EXERCISE OBJECTIVE >>
The answer must be every line of the records below that contains the word "table", copied out.

PROVIDED ENTRIES >>
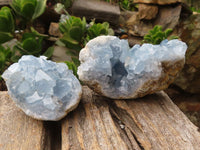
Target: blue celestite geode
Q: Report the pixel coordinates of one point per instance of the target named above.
(43, 89)
(111, 68)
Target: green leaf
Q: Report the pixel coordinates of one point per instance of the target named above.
(4, 37)
(168, 32)
(6, 19)
(76, 61)
(27, 9)
(76, 33)
(36, 33)
(49, 52)
(40, 8)
(30, 45)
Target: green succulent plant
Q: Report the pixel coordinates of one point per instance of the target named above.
(76, 34)
(6, 58)
(29, 9)
(73, 31)
(157, 35)
(31, 44)
(7, 25)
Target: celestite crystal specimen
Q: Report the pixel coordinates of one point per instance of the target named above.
(111, 68)
(43, 89)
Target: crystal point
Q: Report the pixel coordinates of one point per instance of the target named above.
(41, 87)
(113, 69)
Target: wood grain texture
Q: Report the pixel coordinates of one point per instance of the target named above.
(151, 123)
(18, 131)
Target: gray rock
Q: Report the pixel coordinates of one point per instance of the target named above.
(147, 12)
(167, 17)
(114, 70)
(43, 89)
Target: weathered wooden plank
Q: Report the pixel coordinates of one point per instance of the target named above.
(153, 122)
(18, 131)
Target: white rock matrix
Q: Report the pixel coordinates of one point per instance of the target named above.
(43, 89)
(112, 69)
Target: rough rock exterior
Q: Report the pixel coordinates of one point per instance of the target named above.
(167, 17)
(99, 10)
(147, 12)
(43, 89)
(114, 70)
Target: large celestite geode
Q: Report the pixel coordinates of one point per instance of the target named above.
(43, 89)
(112, 69)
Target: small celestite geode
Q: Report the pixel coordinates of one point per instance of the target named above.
(112, 69)
(43, 89)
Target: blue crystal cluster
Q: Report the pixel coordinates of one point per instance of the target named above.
(43, 89)
(111, 68)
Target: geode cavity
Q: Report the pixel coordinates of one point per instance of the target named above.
(111, 68)
(43, 89)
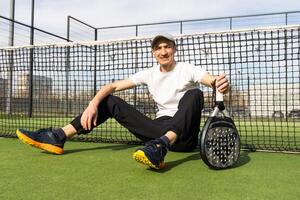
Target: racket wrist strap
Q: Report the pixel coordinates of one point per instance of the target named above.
(220, 105)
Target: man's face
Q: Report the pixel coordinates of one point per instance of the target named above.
(164, 52)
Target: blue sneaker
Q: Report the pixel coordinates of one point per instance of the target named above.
(152, 154)
(47, 139)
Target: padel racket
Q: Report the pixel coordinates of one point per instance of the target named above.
(219, 140)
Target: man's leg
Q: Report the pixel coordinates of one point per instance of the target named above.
(181, 133)
(186, 121)
(53, 140)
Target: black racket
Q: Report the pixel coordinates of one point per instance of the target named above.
(219, 140)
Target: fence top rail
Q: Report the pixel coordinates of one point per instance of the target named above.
(195, 20)
(37, 29)
(100, 42)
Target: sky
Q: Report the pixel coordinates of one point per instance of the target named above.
(51, 15)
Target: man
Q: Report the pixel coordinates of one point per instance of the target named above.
(174, 87)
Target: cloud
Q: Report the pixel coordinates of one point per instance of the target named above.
(51, 15)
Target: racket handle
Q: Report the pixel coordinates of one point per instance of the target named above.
(219, 96)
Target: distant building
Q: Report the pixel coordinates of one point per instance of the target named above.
(267, 98)
(42, 86)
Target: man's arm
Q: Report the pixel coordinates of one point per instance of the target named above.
(220, 82)
(90, 114)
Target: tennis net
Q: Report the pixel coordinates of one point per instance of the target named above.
(48, 85)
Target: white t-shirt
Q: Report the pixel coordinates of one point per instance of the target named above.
(167, 88)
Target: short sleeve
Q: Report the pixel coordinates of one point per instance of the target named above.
(140, 77)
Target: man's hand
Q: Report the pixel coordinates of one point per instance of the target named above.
(222, 84)
(89, 116)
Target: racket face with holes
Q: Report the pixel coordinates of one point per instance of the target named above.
(219, 143)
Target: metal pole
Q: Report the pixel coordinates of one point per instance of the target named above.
(68, 28)
(31, 61)
(95, 63)
(11, 64)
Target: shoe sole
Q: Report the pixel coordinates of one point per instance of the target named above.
(47, 147)
(140, 157)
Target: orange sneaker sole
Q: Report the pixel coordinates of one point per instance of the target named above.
(47, 147)
(140, 157)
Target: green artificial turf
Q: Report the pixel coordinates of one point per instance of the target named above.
(107, 171)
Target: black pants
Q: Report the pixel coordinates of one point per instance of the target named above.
(185, 123)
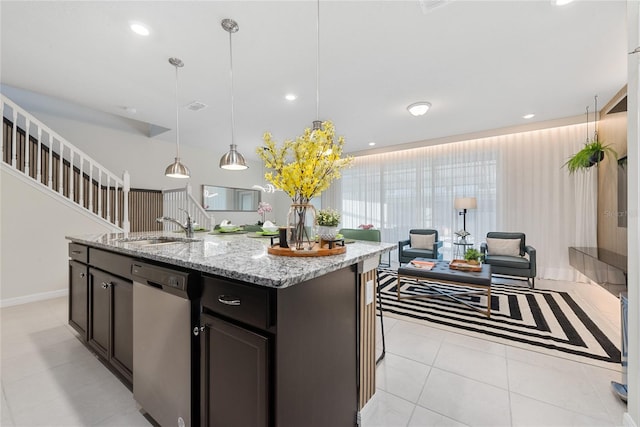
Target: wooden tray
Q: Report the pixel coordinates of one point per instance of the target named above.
(460, 264)
(316, 251)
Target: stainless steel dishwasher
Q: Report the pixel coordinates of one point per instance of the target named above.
(165, 347)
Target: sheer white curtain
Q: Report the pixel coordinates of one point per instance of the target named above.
(518, 180)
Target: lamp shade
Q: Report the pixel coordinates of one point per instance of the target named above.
(233, 160)
(177, 170)
(461, 203)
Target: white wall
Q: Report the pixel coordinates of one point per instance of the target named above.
(633, 229)
(34, 249)
(33, 245)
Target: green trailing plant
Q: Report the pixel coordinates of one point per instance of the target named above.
(472, 254)
(328, 217)
(591, 154)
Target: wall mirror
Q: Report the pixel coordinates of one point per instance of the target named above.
(216, 198)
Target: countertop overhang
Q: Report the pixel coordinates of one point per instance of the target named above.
(234, 256)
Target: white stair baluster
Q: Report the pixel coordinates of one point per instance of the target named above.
(39, 156)
(27, 147)
(14, 125)
(61, 168)
(50, 169)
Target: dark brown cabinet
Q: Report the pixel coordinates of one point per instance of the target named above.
(235, 379)
(78, 297)
(110, 328)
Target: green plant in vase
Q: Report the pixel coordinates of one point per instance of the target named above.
(472, 256)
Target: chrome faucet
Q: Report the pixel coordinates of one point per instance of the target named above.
(187, 227)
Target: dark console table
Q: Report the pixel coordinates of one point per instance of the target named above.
(607, 268)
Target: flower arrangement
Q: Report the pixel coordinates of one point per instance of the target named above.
(263, 208)
(306, 166)
(328, 217)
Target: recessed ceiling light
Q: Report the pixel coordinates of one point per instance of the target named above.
(419, 108)
(139, 28)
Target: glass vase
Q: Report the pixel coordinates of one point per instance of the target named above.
(327, 232)
(301, 221)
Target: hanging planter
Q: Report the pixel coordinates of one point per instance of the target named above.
(591, 154)
(593, 151)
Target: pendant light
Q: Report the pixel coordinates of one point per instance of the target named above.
(177, 169)
(232, 160)
(317, 124)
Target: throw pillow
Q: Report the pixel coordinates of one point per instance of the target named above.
(422, 241)
(509, 247)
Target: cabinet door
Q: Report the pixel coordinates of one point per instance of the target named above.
(78, 297)
(99, 311)
(235, 378)
(121, 351)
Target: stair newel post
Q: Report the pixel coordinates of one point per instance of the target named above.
(71, 175)
(39, 156)
(116, 199)
(81, 183)
(50, 169)
(108, 198)
(14, 137)
(2, 133)
(100, 192)
(126, 187)
(60, 168)
(27, 146)
(90, 187)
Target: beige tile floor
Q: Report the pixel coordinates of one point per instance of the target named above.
(429, 377)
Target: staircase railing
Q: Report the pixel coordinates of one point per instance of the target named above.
(181, 198)
(31, 147)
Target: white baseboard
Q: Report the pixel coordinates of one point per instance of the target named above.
(627, 421)
(33, 298)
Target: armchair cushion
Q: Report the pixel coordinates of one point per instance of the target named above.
(422, 241)
(509, 255)
(508, 247)
(407, 251)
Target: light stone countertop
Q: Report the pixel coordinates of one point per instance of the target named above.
(234, 256)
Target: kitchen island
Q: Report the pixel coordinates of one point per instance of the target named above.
(278, 341)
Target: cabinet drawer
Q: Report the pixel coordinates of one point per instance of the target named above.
(247, 304)
(113, 263)
(79, 252)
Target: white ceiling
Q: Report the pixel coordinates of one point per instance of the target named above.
(482, 65)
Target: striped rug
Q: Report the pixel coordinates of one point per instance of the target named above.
(547, 321)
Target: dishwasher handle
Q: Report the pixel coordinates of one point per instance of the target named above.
(229, 300)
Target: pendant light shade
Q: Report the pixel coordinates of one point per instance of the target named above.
(232, 160)
(177, 169)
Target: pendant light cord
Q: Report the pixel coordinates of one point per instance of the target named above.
(231, 75)
(587, 124)
(177, 119)
(595, 119)
(318, 61)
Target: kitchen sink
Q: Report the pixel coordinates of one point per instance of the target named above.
(156, 240)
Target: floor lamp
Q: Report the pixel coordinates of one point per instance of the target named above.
(462, 204)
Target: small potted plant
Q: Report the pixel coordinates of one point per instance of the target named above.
(328, 220)
(472, 256)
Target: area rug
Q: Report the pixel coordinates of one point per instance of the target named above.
(546, 321)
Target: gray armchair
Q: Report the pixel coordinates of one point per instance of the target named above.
(408, 251)
(508, 257)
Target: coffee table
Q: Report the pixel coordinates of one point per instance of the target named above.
(442, 274)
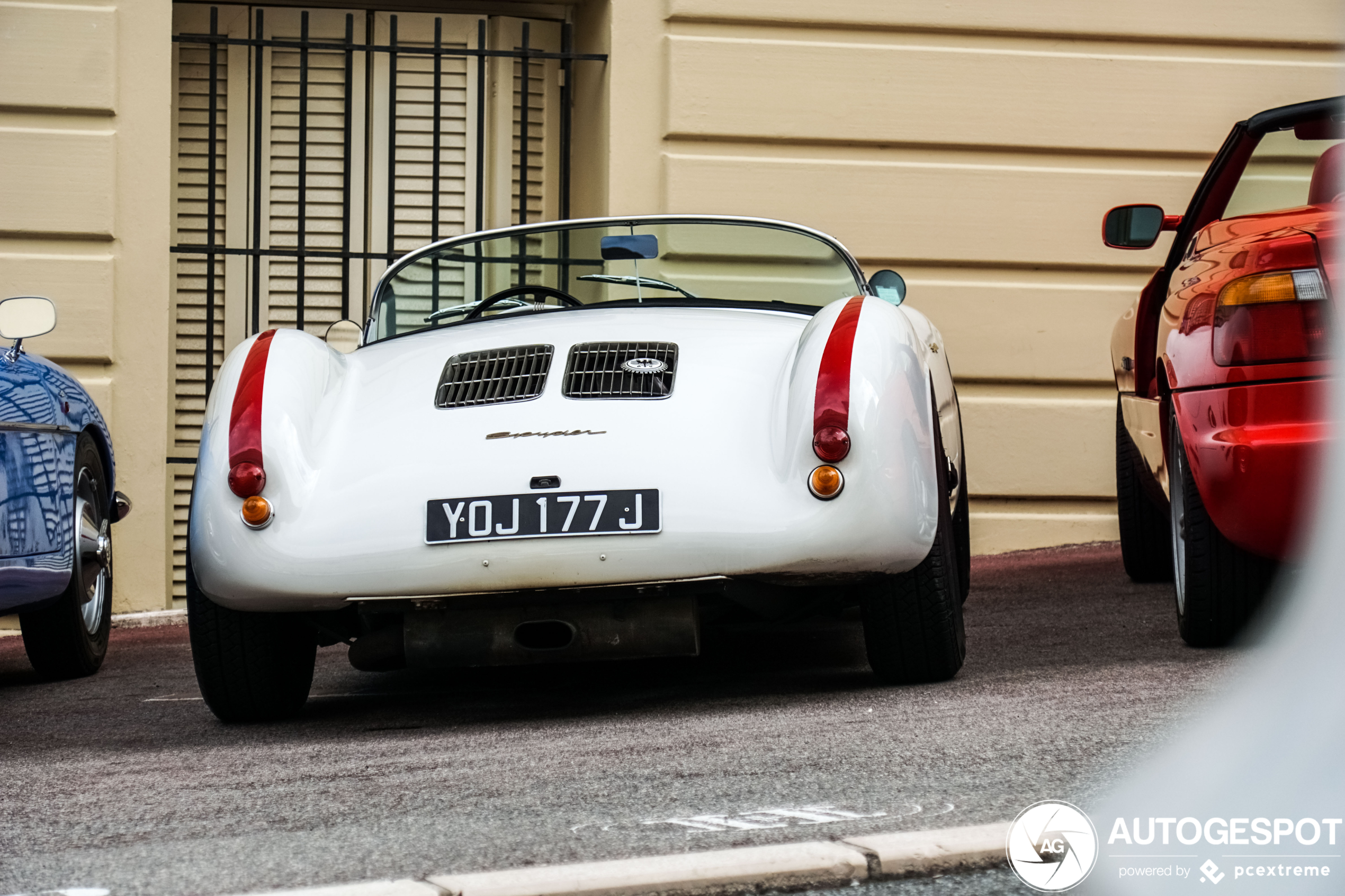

OUTPUT OF THE TASK >>
Target: dark console table
Target: coffee table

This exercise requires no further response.